■ **Brief**:
Below are some records. Return exactly the lines from the one containing "khaki uniform in" through the one containing "of the outstretched", both included, and only those.

Referring expression pointing data:

------------------------------

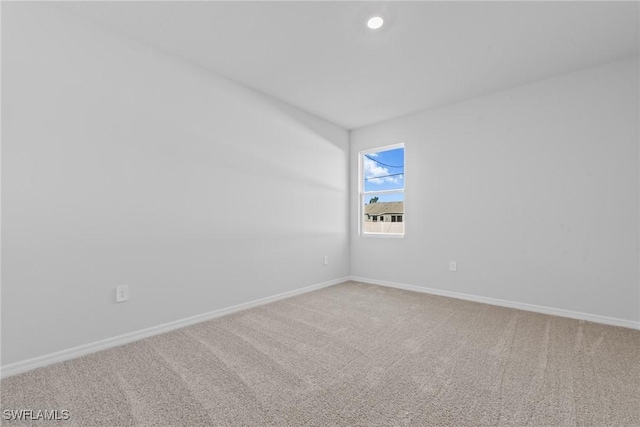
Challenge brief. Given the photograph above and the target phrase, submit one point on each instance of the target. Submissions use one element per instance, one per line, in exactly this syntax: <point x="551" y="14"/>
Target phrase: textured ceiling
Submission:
<point x="320" y="56"/>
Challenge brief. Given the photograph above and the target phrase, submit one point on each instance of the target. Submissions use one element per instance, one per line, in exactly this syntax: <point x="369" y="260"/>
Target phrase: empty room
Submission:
<point x="320" y="213"/>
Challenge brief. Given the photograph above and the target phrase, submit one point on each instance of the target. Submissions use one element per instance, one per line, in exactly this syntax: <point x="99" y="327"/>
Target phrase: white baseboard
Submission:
<point x="504" y="303"/>
<point x="75" y="352"/>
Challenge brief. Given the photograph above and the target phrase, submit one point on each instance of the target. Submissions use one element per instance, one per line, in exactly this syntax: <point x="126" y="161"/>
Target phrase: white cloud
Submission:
<point x="373" y="169"/>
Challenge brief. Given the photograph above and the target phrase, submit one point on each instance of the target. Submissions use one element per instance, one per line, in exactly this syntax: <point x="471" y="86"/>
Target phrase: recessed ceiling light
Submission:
<point x="375" y="22"/>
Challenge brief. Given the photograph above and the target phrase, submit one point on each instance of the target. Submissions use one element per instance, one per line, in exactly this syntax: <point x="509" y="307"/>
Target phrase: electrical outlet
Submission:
<point x="122" y="293"/>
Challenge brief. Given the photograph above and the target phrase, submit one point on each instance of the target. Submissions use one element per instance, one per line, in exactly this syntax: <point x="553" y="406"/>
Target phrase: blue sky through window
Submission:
<point x="384" y="170"/>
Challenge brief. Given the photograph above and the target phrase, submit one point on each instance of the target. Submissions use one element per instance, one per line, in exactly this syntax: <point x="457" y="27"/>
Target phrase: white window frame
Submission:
<point x="363" y="194"/>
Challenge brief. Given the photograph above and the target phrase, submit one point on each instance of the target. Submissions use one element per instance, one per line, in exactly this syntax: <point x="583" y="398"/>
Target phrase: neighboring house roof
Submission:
<point x="383" y="208"/>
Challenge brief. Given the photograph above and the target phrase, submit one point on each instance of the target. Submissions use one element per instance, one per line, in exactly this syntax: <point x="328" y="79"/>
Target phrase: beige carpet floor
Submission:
<point x="355" y="355"/>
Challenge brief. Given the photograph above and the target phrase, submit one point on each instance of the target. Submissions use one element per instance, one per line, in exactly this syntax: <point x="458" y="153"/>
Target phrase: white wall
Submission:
<point x="534" y="192"/>
<point x="123" y="165"/>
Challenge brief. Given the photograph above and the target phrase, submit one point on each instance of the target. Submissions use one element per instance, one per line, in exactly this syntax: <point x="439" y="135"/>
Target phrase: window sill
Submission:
<point x="382" y="235"/>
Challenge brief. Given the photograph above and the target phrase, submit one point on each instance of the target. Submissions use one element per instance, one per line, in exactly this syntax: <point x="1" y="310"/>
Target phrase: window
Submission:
<point x="382" y="191"/>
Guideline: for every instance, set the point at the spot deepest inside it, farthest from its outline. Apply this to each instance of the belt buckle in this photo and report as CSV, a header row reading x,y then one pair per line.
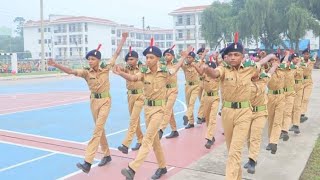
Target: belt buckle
x,y
234,105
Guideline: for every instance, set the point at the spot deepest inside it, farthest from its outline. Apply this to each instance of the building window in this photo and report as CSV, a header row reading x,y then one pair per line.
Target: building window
x,y
188,20
180,34
86,27
169,36
86,50
180,20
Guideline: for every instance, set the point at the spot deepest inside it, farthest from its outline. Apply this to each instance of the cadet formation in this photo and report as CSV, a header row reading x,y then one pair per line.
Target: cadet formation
x,y
272,89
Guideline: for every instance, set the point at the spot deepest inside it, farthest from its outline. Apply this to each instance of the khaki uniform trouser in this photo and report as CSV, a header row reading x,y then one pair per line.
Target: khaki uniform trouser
x,y
135,106
191,93
276,105
236,124
200,95
307,90
168,113
153,117
259,120
287,116
211,104
100,109
296,112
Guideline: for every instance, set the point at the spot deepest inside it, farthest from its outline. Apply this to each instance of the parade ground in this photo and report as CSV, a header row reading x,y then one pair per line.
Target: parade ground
x,y
45,124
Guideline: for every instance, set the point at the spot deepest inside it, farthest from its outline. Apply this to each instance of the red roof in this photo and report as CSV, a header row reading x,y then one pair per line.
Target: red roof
x,y
189,9
72,19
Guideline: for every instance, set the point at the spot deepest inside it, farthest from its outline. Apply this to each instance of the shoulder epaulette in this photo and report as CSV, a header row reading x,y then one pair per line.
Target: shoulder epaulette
x,y
144,69
103,65
249,63
282,66
263,75
163,68
292,66
86,67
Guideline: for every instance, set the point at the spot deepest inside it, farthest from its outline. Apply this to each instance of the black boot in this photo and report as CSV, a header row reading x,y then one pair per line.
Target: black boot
x,y
285,135
160,134
199,121
123,149
137,147
128,173
208,144
303,118
273,148
185,120
173,134
189,126
85,167
251,167
268,148
296,129
159,173
104,160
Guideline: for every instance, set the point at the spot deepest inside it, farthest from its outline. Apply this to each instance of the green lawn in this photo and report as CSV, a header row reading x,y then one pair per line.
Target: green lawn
x,y
312,169
28,74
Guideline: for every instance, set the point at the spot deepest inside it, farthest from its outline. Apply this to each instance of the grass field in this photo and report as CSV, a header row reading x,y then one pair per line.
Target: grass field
x,y
312,169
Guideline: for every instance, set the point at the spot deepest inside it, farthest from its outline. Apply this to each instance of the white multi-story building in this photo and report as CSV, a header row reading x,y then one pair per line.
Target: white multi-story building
x,y
187,27
70,37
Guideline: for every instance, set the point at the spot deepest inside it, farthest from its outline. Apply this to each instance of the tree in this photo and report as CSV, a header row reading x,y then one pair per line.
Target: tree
x,y
217,23
20,22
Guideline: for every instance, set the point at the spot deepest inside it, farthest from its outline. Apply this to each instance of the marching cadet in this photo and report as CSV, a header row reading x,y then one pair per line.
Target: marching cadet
x,y
191,89
211,100
135,102
276,104
155,78
290,94
201,117
298,87
259,102
308,83
172,93
236,113
97,77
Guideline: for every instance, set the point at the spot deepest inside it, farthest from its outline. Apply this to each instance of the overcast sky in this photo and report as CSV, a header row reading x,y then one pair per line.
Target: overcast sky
x,y
121,11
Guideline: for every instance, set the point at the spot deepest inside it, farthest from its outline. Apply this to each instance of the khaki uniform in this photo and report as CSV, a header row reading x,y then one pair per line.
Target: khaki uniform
x,y
298,87
172,94
135,102
211,104
155,95
201,94
191,89
100,103
290,94
236,113
276,104
259,100
307,85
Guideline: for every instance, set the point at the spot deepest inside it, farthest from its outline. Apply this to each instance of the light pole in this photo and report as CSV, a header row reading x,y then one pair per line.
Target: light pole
x,y
42,36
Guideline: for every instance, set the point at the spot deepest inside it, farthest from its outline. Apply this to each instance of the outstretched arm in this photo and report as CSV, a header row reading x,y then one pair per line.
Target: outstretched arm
x,y
119,48
67,70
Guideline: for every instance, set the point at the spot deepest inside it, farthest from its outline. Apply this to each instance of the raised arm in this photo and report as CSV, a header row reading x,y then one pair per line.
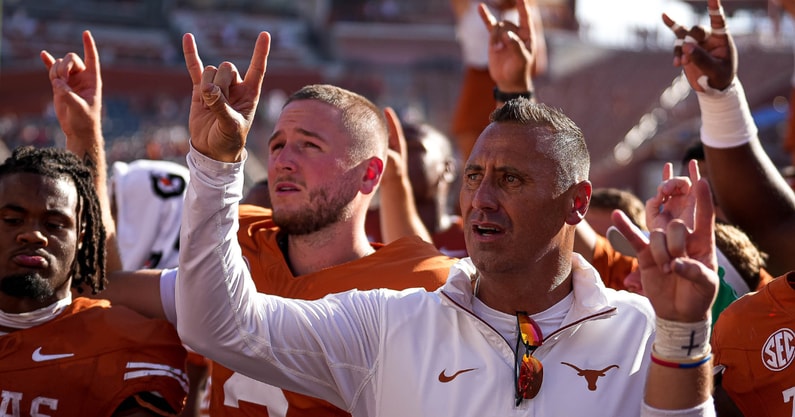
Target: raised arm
x,y
77,98
748,186
514,50
679,273
398,210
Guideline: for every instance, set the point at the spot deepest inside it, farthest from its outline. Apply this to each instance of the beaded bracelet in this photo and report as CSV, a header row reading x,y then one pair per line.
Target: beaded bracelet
x,y
669,364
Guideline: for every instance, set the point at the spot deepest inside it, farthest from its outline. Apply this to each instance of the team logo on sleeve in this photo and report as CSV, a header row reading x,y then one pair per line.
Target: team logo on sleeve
x,y
778,352
167,185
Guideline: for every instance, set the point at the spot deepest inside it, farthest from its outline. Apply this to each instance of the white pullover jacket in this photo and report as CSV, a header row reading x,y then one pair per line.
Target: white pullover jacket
x,y
397,353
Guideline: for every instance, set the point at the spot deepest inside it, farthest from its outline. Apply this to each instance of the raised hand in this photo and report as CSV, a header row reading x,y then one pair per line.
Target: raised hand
x,y
677,263
513,49
396,166
708,56
222,104
77,93
673,199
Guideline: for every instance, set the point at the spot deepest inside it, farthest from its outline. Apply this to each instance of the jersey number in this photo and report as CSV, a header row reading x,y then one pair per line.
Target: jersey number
x,y
10,404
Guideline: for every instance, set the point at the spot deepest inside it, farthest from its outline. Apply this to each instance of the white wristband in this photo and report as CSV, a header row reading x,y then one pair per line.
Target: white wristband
x,y
678,341
726,120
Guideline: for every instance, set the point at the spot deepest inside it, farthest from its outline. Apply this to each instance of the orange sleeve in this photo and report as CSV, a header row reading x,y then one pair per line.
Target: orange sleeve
x,y
612,266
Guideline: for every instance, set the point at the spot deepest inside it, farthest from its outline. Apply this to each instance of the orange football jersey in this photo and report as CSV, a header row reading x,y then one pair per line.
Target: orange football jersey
x,y
611,264
405,263
88,360
754,338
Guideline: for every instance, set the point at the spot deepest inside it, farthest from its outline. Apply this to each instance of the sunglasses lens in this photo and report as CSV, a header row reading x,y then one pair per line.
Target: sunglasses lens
x,y
531,374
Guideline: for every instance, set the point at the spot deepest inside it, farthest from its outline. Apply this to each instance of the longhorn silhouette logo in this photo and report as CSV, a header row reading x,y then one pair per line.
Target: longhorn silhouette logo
x,y
591,375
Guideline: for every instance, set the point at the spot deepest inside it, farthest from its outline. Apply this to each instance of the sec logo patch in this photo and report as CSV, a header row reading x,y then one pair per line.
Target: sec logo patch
x,y
778,351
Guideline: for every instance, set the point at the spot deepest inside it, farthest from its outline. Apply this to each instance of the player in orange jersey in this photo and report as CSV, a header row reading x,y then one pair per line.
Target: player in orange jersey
x,y
64,357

------------------------------

■ **Task answer**:
Guideline: for every instance, set the point at the spot deepest inside it, farthest from its outline. Apply this to each instance of the khaki uniform in this photo and report as CSV, a header row reading x,y then one pair per line.
Target: khaki uniform
x,y
298,87
172,94
135,102
211,104
155,95
201,94
191,89
100,103
290,94
236,113
276,104
259,100
307,85
Guideline: for every instance, set the point at the spot deepest inside it, farthest from its outline. Apply this to each instance of the light pole in this photo and report as CSV, a header row reading x,y then one pair per line.
Target: light pole
x,y
42,36
Guideline: for every instance, set the point at the spot deepest inside it, farthest from its outline. Apply this to each instance of the outstretched arm in this photo and report as CSV, a header row reading x,y then one pair per line.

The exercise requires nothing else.